**REQUIRED WORK:** The task requires restating, word for word, the lines of the entries below from the one containing "the metal flour" through the final one, both included.

Natural language region descriptions:

- - - -

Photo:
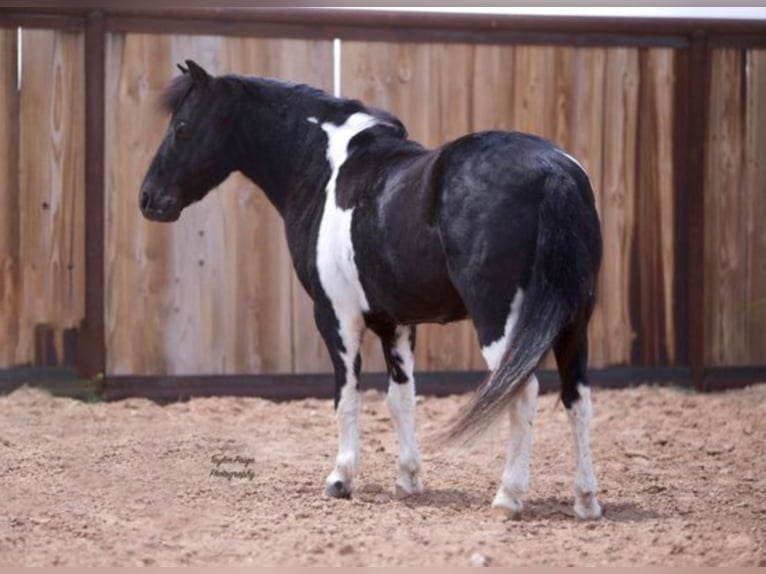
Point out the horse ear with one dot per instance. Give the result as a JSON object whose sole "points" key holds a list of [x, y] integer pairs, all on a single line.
{"points": [[198, 74]]}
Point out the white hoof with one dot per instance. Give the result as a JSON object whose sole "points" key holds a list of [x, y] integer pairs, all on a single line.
{"points": [[507, 506], [586, 506], [407, 485]]}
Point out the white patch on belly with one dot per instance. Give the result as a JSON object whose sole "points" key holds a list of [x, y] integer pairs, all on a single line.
{"points": [[493, 353]]}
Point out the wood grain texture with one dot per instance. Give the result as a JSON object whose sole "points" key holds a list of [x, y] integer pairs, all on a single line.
{"points": [[735, 205], [587, 144], [217, 290], [654, 267], [618, 198], [725, 214], [51, 200], [9, 201], [755, 170]]}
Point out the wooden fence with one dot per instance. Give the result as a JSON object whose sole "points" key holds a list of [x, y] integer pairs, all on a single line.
{"points": [[669, 117]]}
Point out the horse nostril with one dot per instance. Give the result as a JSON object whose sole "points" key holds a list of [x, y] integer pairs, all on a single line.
{"points": [[143, 200]]}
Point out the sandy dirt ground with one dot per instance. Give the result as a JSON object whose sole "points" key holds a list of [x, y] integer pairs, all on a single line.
{"points": [[683, 482]]}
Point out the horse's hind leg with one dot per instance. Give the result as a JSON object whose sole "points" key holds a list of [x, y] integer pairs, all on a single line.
{"points": [[509, 499], [398, 350], [494, 337], [571, 352]]}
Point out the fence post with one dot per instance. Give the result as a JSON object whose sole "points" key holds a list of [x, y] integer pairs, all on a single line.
{"points": [[91, 356], [697, 136]]}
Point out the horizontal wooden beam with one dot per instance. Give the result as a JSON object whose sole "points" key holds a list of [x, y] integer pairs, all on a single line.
{"points": [[399, 26], [287, 387]]}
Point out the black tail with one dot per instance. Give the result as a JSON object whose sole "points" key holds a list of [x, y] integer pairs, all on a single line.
{"points": [[559, 296]]}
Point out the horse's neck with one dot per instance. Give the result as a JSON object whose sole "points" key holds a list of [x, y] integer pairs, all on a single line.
{"points": [[282, 151]]}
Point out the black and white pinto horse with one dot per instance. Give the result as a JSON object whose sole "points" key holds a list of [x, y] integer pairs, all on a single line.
{"points": [[384, 234]]}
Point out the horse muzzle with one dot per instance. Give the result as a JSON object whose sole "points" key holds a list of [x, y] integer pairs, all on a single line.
{"points": [[165, 208]]}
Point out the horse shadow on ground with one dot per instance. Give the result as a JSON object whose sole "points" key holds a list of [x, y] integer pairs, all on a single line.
{"points": [[555, 508], [551, 509]]}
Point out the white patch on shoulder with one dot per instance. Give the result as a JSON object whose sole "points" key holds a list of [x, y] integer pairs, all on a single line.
{"points": [[340, 280], [335, 251], [493, 353], [573, 160]]}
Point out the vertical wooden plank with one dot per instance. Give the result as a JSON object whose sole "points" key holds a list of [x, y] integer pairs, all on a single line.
{"points": [[587, 142], [493, 88], [725, 218], [755, 170], [532, 67], [618, 197], [91, 351], [655, 232], [220, 279], [51, 182], [697, 124], [135, 271], [9, 201]]}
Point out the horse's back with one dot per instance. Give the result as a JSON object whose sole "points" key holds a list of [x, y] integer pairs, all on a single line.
{"points": [[487, 211]]}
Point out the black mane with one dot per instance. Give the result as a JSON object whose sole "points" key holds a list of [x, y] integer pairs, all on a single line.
{"points": [[301, 94]]}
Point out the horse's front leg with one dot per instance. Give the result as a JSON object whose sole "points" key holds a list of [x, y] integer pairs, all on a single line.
{"points": [[342, 333]]}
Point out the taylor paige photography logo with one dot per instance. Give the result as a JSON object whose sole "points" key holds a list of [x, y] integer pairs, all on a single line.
{"points": [[228, 467]]}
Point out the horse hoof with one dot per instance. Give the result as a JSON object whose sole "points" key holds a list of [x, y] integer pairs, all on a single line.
{"points": [[507, 507], [337, 489], [587, 507], [408, 485]]}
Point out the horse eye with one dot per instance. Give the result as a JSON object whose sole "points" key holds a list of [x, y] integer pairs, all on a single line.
{"points": [[182, 129]]}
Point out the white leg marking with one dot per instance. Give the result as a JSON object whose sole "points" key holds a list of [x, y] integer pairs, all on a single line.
{"points": [[401, 403], [586, 506], [510, 495], [493, 353], [339, 277], [347, 415]]}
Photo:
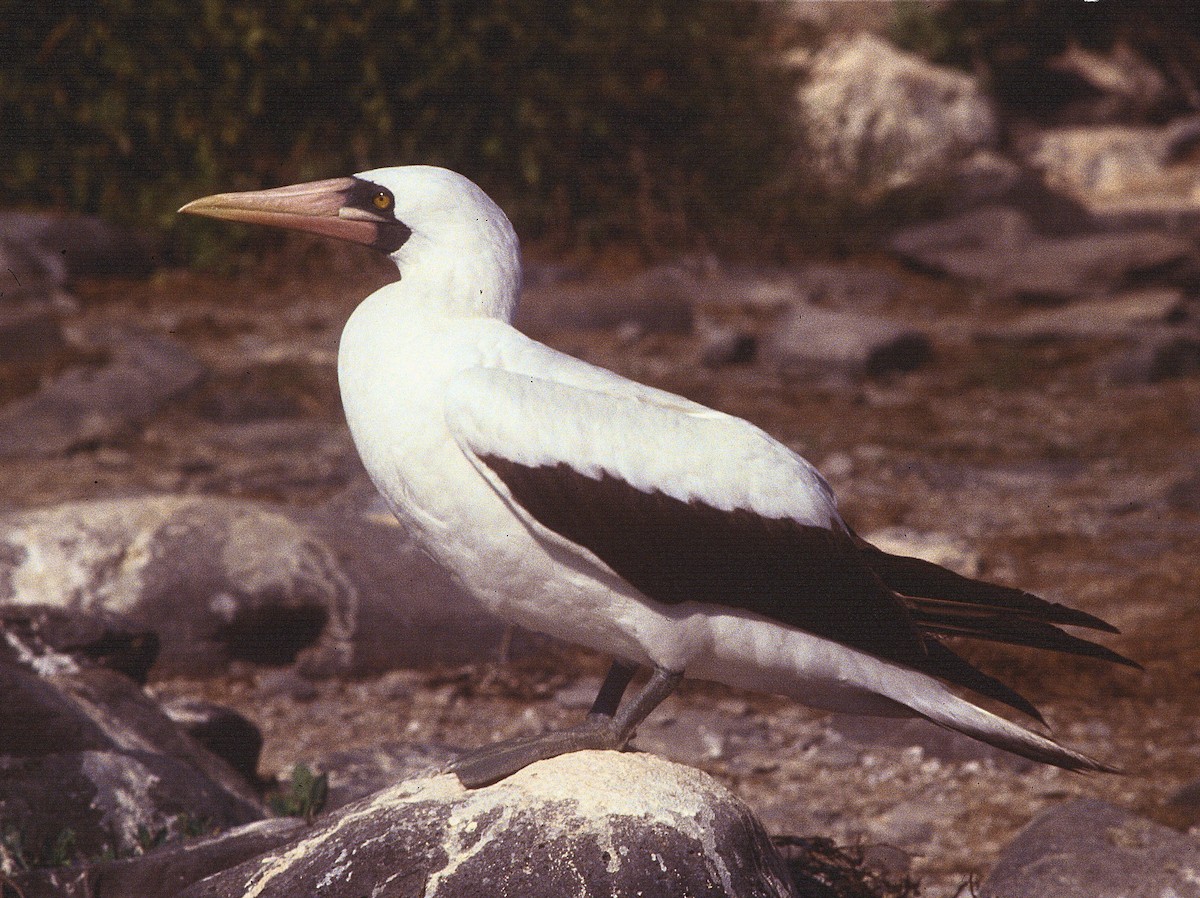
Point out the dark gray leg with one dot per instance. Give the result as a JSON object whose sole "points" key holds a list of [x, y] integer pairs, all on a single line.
{"points": [[605, 728]]}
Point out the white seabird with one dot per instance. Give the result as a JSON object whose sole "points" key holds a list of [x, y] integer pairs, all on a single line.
{"points": [[585, 506]]}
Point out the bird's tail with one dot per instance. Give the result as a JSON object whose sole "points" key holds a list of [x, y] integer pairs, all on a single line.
{"points": [[942, 603], [955, 713]]}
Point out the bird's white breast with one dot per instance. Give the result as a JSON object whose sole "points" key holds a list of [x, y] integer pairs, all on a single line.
{"points": [[394, 372]]}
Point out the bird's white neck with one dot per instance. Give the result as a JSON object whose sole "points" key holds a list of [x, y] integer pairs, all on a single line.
{"points": [[466, 263]]}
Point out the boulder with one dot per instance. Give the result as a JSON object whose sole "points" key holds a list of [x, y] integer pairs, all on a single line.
{"points": [[221, 580], [1125, 174], [820, 341], [101, 638], [221, 730], [73, 246], [1121, 316], [997, 249], [586, 824], [1091, 849], [161, 873], [1121, 84], [1158, 353], [29, 334], [84, 406], [90, 766], [876, 120]]}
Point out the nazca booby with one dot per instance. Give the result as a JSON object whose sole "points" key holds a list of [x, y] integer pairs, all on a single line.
{"points": [[633, 521]]}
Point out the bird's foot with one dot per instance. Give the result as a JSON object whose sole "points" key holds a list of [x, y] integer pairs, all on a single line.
{"points": [[493, 762]]}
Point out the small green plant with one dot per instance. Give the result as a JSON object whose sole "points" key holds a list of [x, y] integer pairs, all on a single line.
{"points": [[304, 795], [57, 850]]}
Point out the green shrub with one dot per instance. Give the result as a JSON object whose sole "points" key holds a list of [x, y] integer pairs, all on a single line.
{"points": [[588, 119]]}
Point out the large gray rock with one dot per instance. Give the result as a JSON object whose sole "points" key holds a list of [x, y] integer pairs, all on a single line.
{"points": [[90, 765], [876, 120], [162, 873], [821, 341], [997, 249], [1123, 173], [84, 406], [222, 579], [1121, 316], [586, 824], [1090, 849]]}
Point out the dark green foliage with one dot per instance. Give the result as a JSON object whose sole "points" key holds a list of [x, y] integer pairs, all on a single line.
{"points": [[589, 119], [57, 850], [303, 796]]}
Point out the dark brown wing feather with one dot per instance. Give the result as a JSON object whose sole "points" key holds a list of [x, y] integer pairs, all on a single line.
{"points": [[827, 582], [949, 604]]}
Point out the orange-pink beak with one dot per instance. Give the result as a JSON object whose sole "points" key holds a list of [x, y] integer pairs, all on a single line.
{"points": [[317, 207]]}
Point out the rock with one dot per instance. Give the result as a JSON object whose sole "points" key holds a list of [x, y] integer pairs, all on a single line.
{"points": [[876, 119], [1185, 496], [997, 249], [1113, 317], [851, 286], [77, 246], [659, 301], [163, 872], [1123, 174], [223, 580], [1159, 353], [215, 579], [27, 273], [821, 341], [726, 345], [29, 333], [411, 611], [97, 636], [221, 730], [1091, 849], [586, 824], [935, 742], [1123, 84], [90, 765], [85, 406], [359, 772]]}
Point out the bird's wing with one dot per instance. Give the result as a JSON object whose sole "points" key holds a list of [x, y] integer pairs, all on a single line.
{"points": [[685, 503]]}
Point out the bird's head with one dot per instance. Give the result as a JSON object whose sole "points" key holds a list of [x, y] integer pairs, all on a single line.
{"points": [[442, 231]]}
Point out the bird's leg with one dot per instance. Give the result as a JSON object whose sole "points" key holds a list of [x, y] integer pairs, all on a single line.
{"points": [[606, 726]]}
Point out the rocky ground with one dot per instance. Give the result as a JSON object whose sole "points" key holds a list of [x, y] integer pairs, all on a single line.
{"points": [[1065, 462]]}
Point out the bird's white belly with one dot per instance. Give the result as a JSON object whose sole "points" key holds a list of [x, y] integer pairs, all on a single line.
{"points": [[546, 587]]}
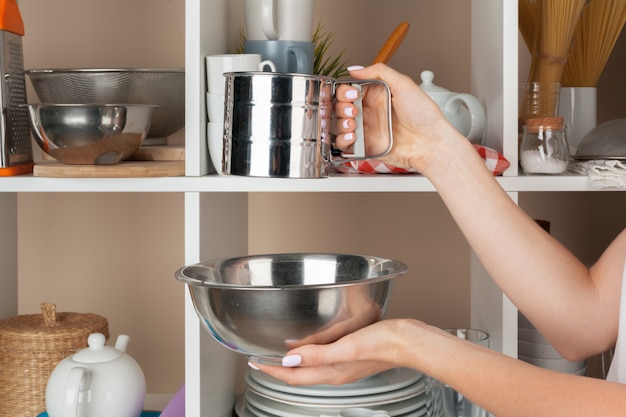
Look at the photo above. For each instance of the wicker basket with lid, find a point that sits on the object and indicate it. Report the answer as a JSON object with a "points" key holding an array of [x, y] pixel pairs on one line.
{"points": [[31, 346]]}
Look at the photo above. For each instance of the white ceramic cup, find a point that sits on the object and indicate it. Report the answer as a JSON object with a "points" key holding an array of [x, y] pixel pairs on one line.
{"points": [[290, 20], [217, 65], [215, 107], [215, 143]]}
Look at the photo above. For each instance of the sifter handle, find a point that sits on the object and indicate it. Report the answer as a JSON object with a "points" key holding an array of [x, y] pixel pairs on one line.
{"points": [[359, 144]]}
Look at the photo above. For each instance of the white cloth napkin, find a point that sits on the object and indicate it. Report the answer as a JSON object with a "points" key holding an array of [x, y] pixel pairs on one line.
{"points": [[604, 173]]}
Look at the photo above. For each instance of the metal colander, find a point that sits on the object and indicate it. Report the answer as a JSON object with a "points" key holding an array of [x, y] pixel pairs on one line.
{"points": [[162, 87]]}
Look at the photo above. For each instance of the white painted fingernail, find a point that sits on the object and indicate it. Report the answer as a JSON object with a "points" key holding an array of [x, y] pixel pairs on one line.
{"points": [[352, 94], [292, 360]]}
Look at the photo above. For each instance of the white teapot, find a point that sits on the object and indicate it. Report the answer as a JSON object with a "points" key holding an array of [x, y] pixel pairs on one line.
{"points": [[98, 381], [463, 111]]}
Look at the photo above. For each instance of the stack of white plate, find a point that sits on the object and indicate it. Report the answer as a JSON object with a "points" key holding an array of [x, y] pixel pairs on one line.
{"points": [[399, 392], [533, 348]]}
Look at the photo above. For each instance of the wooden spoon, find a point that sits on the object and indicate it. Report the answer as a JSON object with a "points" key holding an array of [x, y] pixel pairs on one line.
{"points": [[392, 43]]}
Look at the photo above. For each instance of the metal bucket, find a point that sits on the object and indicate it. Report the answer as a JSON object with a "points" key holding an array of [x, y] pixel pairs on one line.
{"points": [[279, 125]]}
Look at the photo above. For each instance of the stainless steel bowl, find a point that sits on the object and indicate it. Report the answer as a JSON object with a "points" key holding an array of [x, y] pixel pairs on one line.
{"points": [[164, 87], [263, 305], [90, 134]]}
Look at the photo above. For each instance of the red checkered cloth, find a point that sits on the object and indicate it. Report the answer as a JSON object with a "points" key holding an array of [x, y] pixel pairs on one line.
{"points": [[495, 162]]}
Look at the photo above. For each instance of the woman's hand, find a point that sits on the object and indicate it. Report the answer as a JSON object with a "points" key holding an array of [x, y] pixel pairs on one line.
{"points": [[365, 352], [420, 131]]}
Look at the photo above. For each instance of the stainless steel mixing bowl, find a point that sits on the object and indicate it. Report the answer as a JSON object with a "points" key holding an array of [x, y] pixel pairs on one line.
{"points": [[90, 134], [164, 87], [263, 305]]}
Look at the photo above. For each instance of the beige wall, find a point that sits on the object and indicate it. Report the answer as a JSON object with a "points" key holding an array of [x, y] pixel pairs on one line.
{"points": [[114, 254]]}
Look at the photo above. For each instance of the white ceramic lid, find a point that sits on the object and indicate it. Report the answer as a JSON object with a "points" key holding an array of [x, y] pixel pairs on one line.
{"points": [[96, 352]]}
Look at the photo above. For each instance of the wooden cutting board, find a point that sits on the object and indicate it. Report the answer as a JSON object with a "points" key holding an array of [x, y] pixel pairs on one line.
{"points": [[159, 153], [125, 169]]}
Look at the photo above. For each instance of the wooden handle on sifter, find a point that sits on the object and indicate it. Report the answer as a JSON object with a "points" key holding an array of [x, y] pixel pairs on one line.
{"points": [[392, 43]]}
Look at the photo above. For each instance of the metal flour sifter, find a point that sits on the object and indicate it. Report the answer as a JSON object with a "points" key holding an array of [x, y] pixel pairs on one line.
{"points": [[16, 155]]}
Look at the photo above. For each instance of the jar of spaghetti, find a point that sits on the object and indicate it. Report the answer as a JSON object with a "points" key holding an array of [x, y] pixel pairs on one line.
{"points": [[544, 148]]}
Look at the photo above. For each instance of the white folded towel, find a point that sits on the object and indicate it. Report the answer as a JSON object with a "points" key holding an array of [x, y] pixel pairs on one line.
{"points": [[603, 173]]}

- - - -

**SOLUTION TO THIS TASK:**
Look at the photo above. For each instance of the metal flour sifter, find a point that sits on the object and indicate it. Report the answer as a JSON object with a "points" key holding an array of [x, y] pixel pairs on one line.
{"points": [[16, 155]]}
Look at the photo above. For each instance of the jar of spaghetti, find a point that sits on the object and indicate it. Report the answer as a JSON object with a "points" key holding an array of [x, y] pixel pairs on one line.
{"points": [[544, 148]]}
Look at the photo above. For each instance of the white folded towel, find a point that sits on the object and indicate it. Report the answer as a JSON object with a "points" key holding an array of [x, y] pixel pairs on one line.
{"points": [[603, 173]]}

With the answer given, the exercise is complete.